→ **WHAT TO WORK ON**: Copy out, character for character, the stretch of the records from the line containing "In each <instance>, the" through the line containing "box: [585, 515, 609, 528]", with both of those lines included.

→ **SOURCE DATA**:
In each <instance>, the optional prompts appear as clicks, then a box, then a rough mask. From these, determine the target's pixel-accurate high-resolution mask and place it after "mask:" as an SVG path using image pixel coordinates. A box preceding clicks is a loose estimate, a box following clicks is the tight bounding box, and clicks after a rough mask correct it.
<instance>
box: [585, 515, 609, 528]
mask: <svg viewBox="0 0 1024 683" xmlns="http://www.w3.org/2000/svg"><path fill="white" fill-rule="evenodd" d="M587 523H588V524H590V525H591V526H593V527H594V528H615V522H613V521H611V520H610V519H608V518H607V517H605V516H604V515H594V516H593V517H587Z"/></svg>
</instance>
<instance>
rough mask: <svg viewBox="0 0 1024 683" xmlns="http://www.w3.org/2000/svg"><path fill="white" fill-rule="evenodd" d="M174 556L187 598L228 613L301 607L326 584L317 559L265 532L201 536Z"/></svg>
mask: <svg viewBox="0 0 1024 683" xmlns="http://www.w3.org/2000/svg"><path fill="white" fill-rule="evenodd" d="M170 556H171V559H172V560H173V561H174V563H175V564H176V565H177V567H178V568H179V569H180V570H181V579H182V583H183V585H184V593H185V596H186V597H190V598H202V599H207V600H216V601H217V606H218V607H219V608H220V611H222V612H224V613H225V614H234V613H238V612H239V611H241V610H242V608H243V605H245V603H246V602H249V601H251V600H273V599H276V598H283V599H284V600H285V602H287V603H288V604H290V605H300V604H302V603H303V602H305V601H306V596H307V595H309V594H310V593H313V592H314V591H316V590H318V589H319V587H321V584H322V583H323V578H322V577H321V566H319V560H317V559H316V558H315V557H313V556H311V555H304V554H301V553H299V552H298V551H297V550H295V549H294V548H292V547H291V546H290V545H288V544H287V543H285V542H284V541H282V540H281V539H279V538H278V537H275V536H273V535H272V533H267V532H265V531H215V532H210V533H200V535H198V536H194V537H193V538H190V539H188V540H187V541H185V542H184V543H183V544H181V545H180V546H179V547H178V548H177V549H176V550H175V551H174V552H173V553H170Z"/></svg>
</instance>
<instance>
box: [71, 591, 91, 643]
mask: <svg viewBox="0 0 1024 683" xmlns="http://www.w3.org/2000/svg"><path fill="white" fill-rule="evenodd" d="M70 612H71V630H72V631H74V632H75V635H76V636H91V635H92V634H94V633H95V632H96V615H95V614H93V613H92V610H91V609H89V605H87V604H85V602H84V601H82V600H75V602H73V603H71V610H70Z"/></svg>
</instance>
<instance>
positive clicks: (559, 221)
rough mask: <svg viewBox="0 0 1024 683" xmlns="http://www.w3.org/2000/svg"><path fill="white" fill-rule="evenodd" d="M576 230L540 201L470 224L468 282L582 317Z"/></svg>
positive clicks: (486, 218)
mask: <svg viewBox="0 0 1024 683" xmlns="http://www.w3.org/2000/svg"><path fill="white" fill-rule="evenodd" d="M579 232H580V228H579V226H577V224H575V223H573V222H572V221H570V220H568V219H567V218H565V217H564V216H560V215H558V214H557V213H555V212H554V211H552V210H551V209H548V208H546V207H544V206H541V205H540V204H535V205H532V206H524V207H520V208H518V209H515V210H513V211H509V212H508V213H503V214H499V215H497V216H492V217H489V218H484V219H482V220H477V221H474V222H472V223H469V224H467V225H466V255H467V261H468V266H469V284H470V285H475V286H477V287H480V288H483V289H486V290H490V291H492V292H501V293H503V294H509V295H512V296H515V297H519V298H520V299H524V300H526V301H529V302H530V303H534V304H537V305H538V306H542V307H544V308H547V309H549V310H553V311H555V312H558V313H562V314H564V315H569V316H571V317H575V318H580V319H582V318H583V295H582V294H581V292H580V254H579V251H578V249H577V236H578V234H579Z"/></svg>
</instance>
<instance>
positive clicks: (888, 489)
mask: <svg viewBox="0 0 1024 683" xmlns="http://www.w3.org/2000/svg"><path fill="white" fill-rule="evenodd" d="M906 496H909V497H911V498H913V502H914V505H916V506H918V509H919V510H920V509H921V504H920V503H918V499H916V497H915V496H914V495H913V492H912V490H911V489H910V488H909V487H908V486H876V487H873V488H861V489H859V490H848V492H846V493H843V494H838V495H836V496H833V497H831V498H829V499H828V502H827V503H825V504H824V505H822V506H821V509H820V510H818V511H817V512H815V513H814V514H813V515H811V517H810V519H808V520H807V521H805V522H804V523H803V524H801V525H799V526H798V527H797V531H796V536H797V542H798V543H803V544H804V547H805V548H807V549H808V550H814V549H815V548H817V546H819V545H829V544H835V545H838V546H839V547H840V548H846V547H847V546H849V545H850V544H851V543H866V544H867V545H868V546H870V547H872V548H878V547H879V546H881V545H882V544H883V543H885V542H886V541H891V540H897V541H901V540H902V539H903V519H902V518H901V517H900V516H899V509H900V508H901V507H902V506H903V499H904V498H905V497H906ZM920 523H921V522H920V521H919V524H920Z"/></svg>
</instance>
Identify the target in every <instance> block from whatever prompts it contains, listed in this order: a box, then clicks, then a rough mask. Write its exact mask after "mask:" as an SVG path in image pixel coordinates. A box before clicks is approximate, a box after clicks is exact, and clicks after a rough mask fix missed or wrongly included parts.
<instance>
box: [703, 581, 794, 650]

...

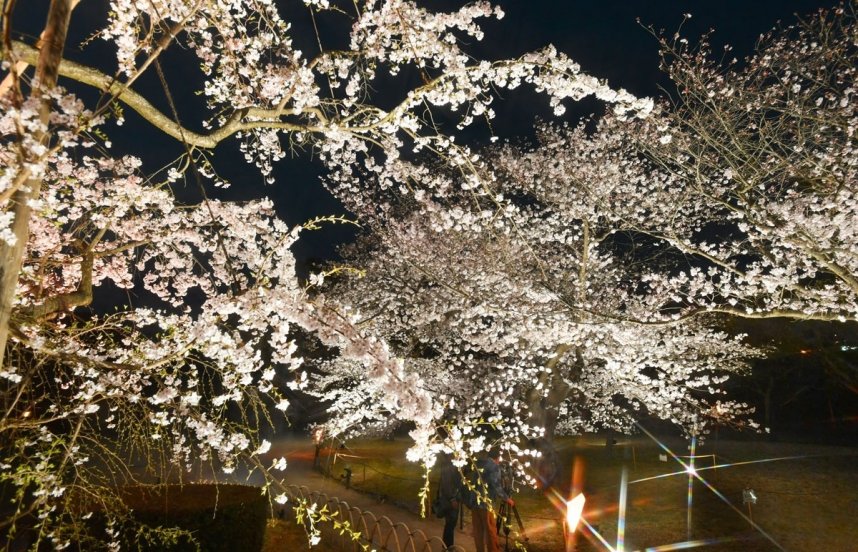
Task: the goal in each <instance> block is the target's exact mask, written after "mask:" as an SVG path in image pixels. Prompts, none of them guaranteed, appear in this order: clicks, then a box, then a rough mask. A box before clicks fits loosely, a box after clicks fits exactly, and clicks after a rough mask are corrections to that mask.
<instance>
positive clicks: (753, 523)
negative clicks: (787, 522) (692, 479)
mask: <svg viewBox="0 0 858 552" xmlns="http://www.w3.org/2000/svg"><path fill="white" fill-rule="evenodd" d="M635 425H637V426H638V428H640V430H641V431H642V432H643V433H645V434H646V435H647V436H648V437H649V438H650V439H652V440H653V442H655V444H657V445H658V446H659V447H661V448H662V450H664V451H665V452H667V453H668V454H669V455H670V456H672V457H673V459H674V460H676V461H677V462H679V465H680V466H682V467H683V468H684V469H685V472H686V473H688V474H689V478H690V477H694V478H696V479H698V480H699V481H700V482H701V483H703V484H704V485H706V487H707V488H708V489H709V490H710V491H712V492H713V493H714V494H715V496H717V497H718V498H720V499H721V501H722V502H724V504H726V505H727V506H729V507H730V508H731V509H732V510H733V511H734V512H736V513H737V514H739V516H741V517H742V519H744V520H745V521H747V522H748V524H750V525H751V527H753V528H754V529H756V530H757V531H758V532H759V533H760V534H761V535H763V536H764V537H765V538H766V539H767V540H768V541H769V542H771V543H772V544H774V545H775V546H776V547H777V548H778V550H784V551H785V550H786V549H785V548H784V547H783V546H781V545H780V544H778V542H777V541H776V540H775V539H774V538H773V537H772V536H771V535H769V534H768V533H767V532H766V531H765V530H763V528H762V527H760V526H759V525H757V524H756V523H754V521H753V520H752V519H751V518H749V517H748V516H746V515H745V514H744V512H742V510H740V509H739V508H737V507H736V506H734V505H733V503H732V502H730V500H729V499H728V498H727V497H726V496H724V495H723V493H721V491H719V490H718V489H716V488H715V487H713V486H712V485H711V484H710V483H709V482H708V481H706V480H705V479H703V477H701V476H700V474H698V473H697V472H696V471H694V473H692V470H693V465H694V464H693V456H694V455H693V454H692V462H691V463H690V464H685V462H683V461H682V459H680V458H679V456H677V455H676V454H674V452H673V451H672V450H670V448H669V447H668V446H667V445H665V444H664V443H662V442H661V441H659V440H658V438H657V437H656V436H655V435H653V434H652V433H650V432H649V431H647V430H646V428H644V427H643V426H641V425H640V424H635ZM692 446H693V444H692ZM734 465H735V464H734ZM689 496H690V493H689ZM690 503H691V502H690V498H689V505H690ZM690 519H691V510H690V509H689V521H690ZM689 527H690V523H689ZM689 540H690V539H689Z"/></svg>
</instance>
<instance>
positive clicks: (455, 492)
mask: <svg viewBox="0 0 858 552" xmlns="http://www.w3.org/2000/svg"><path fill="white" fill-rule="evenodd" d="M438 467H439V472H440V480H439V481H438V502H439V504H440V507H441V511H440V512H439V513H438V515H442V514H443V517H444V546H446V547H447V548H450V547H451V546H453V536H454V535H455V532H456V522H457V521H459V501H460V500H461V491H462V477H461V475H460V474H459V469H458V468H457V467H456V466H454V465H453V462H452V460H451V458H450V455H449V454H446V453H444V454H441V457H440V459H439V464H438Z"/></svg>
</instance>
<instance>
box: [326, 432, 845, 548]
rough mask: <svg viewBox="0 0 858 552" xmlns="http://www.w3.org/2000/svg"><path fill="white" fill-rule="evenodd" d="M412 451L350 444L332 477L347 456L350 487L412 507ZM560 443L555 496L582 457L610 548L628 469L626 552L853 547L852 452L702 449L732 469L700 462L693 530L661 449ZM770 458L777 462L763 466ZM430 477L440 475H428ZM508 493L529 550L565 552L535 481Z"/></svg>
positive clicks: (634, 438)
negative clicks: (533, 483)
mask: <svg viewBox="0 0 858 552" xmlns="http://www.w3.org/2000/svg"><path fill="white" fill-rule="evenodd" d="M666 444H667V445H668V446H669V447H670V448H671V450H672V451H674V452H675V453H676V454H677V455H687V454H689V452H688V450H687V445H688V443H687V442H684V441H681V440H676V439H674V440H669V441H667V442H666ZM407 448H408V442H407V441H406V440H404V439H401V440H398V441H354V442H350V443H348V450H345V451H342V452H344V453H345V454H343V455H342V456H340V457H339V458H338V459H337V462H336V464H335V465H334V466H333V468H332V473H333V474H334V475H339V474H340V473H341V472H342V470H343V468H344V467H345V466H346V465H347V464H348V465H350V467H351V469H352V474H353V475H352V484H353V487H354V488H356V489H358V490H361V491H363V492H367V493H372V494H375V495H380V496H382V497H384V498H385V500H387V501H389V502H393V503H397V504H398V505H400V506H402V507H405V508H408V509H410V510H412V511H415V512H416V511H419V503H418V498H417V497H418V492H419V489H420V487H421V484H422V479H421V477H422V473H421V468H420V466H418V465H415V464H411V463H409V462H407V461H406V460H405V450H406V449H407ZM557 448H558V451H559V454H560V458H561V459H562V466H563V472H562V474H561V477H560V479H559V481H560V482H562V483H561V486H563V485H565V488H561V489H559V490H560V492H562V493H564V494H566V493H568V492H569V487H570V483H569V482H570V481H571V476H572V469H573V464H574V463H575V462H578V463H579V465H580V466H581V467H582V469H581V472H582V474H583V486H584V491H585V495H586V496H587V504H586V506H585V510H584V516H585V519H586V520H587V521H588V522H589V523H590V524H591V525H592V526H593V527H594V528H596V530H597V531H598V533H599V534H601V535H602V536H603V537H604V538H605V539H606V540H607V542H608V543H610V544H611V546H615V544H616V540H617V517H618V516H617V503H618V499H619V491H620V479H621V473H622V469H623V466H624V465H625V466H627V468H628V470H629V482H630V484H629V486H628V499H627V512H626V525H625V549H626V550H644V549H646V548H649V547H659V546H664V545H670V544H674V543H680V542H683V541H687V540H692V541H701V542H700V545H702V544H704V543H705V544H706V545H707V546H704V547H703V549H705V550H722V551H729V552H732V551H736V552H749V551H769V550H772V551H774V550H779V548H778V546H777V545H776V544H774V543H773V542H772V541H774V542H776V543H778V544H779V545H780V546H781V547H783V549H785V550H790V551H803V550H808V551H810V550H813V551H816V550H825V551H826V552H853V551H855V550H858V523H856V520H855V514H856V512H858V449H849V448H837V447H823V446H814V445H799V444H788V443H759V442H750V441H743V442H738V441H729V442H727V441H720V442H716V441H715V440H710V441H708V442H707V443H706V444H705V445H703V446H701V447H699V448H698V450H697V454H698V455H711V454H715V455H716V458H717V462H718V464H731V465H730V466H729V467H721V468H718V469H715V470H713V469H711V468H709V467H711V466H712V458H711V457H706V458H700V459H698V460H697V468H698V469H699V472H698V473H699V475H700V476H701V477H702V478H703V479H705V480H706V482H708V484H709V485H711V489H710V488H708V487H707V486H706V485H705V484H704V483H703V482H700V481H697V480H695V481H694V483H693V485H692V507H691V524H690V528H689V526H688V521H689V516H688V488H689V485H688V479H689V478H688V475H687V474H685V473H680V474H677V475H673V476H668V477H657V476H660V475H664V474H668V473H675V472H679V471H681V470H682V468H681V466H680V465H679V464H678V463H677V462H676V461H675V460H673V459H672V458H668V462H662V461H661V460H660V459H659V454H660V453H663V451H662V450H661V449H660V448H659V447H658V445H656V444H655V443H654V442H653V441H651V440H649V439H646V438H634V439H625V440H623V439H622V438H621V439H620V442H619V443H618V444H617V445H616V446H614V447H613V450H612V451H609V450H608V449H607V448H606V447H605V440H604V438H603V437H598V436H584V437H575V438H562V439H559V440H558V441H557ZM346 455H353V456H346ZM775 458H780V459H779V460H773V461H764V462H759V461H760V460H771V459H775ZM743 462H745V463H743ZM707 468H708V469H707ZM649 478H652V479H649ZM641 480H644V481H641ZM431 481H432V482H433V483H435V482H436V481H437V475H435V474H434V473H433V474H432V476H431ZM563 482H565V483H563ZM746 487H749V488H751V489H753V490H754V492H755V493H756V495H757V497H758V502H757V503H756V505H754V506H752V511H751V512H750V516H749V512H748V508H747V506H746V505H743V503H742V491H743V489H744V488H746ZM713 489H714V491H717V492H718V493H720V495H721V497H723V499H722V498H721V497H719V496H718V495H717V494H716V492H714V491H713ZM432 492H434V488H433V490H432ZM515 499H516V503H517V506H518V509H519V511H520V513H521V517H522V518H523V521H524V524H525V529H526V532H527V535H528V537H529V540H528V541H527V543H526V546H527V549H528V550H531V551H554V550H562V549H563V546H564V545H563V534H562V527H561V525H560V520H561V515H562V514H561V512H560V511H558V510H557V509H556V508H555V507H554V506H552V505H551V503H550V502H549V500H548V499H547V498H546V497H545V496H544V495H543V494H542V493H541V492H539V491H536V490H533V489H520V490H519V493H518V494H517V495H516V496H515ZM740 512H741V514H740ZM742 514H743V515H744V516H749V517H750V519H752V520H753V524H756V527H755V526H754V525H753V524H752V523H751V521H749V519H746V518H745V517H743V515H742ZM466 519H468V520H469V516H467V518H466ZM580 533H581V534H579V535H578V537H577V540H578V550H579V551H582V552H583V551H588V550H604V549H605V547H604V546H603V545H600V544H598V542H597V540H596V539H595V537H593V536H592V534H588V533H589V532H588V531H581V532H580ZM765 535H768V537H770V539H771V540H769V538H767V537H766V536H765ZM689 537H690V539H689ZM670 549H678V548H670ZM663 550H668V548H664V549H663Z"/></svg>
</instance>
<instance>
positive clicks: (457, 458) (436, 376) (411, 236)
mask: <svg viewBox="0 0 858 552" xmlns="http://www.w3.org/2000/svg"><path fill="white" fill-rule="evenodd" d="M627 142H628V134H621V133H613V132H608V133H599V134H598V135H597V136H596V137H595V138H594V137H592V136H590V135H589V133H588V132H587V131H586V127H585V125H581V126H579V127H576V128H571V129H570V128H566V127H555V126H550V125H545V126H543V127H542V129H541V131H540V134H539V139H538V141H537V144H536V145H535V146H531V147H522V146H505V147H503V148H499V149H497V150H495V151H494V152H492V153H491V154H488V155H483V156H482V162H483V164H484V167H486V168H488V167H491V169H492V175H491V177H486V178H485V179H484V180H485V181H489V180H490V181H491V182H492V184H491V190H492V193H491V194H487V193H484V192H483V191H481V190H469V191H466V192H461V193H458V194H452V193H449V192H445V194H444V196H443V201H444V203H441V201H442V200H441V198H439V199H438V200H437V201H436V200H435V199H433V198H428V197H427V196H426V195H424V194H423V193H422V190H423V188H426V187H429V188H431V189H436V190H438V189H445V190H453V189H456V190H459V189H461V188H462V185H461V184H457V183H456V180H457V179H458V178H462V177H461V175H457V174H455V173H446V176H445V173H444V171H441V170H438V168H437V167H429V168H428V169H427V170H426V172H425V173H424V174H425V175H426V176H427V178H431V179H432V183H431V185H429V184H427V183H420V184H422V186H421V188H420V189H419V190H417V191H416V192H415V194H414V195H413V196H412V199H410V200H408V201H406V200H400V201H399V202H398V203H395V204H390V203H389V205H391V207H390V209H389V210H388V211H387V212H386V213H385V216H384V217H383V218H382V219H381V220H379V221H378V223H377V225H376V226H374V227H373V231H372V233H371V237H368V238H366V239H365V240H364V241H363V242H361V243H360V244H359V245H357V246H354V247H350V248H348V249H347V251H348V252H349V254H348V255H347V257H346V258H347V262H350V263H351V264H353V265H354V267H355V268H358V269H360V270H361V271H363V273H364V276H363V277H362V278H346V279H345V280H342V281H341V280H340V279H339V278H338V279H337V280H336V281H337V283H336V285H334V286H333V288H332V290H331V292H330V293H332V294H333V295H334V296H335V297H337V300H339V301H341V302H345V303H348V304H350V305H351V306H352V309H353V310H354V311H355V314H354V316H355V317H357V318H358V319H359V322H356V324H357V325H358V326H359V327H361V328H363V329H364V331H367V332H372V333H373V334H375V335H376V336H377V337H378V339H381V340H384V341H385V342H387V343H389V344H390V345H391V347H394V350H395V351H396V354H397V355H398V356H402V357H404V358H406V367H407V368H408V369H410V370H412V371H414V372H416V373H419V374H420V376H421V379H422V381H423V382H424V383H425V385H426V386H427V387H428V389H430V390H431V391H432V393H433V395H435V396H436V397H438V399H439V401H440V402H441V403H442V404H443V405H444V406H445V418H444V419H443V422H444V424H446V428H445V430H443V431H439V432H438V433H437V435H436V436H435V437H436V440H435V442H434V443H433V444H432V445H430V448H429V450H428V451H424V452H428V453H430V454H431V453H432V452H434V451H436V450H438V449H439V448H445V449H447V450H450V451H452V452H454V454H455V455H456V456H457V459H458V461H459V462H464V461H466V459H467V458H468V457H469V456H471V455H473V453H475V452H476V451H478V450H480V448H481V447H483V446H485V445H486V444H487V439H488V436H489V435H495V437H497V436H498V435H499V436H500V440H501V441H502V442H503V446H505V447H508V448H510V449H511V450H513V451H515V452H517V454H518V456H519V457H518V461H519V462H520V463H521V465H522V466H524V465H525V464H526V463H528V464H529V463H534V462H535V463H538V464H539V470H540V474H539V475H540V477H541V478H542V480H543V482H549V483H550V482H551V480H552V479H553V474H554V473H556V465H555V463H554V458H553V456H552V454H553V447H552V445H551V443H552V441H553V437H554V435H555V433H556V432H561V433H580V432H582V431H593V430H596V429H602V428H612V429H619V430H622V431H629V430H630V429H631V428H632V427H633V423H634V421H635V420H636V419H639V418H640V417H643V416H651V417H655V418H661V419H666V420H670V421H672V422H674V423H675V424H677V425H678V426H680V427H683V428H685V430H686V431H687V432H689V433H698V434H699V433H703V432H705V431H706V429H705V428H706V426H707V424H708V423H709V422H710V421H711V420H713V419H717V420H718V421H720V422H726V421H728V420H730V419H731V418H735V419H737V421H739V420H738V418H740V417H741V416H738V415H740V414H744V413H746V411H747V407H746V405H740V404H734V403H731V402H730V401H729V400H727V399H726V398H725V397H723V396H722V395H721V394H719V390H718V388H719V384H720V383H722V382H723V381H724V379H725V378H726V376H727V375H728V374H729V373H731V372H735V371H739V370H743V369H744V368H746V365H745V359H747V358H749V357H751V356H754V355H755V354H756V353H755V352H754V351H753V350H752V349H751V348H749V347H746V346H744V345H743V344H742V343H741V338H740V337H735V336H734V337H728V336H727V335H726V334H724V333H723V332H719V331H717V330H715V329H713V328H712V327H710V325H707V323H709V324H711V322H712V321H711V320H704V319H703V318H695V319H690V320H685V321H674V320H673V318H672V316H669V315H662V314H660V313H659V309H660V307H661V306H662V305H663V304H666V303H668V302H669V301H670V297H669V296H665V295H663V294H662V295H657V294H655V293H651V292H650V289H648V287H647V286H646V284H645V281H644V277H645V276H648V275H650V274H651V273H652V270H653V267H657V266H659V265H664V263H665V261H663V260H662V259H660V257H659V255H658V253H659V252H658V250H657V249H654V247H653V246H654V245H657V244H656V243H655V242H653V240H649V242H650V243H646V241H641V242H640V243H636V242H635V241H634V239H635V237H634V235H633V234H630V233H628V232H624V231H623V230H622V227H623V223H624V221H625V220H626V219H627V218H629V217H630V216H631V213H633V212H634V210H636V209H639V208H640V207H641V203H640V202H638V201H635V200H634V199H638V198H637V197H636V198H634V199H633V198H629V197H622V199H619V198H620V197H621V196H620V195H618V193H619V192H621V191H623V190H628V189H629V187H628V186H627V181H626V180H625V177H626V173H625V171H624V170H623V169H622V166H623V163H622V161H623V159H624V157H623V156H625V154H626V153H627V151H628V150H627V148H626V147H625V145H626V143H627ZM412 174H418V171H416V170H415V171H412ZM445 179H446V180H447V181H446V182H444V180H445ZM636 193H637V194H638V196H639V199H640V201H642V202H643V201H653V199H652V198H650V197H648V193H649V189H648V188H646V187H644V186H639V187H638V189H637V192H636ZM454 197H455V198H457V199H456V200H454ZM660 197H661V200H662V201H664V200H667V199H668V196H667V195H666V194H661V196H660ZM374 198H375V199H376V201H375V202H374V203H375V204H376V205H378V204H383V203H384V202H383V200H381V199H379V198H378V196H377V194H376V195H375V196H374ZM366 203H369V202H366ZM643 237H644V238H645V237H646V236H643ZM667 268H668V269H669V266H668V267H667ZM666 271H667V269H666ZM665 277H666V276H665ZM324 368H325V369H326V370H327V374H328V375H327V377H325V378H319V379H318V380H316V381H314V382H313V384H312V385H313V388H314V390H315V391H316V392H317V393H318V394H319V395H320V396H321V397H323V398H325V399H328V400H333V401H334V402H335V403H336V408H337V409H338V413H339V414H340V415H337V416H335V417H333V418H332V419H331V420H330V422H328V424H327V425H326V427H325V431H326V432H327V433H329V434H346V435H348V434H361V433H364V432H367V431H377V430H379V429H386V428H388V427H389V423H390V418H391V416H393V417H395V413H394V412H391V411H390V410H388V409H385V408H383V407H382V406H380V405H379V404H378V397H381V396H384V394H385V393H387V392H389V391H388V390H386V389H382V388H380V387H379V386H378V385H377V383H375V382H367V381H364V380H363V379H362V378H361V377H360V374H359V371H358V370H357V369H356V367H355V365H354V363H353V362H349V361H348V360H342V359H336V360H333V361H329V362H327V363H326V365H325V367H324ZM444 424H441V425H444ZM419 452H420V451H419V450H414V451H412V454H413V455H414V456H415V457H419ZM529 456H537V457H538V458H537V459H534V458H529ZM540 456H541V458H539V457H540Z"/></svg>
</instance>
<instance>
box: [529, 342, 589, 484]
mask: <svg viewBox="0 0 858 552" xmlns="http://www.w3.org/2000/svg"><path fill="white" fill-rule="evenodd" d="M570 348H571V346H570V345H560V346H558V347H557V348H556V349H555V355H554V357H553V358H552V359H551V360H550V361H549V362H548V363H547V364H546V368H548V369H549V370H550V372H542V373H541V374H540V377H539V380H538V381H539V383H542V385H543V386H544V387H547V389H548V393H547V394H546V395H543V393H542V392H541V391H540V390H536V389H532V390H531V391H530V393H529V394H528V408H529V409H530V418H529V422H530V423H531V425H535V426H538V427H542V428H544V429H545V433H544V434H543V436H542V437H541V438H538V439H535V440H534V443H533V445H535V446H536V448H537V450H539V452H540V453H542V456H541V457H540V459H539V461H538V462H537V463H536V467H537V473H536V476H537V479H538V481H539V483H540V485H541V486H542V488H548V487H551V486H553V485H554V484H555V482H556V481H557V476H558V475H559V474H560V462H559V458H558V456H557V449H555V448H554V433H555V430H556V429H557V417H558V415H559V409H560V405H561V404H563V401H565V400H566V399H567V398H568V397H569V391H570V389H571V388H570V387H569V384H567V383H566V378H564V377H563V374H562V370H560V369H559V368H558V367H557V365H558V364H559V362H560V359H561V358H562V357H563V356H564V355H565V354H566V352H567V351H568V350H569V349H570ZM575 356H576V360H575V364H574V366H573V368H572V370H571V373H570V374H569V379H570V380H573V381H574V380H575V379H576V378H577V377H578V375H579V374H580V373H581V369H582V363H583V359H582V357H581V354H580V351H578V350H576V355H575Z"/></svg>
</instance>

==

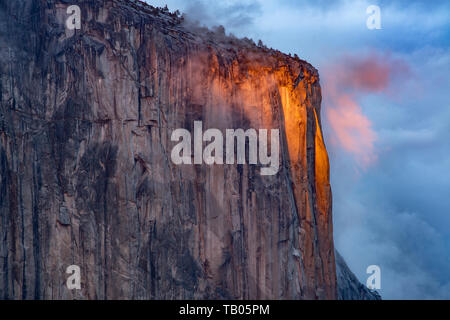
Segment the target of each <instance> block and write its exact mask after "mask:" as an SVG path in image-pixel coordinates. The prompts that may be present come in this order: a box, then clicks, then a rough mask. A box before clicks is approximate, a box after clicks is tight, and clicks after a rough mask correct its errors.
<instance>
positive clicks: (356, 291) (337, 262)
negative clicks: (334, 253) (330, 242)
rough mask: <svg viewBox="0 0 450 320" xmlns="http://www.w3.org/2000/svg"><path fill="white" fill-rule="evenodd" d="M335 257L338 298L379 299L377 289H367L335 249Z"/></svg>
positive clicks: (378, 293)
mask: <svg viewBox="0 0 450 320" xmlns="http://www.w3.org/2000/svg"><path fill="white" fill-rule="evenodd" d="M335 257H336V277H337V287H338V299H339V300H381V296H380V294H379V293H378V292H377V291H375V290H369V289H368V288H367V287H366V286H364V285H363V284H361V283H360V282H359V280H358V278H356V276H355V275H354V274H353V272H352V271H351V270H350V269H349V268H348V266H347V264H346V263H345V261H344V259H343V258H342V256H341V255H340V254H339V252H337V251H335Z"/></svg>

→ **TASK ANSWER**:
In each <instance>, the optional prompts appear as clicks, then a box, then a rough mask. From these, determine the target's pixel-accurate high-resolution mask and place it after "mask:" as an SVG path using image pixel coordinates. A box preceding clicks is a loose estimate, a box following clicks is the tight bounding box, and clicks after a rough mask correct it.
<instance>
box: [585, 515, 609, 528]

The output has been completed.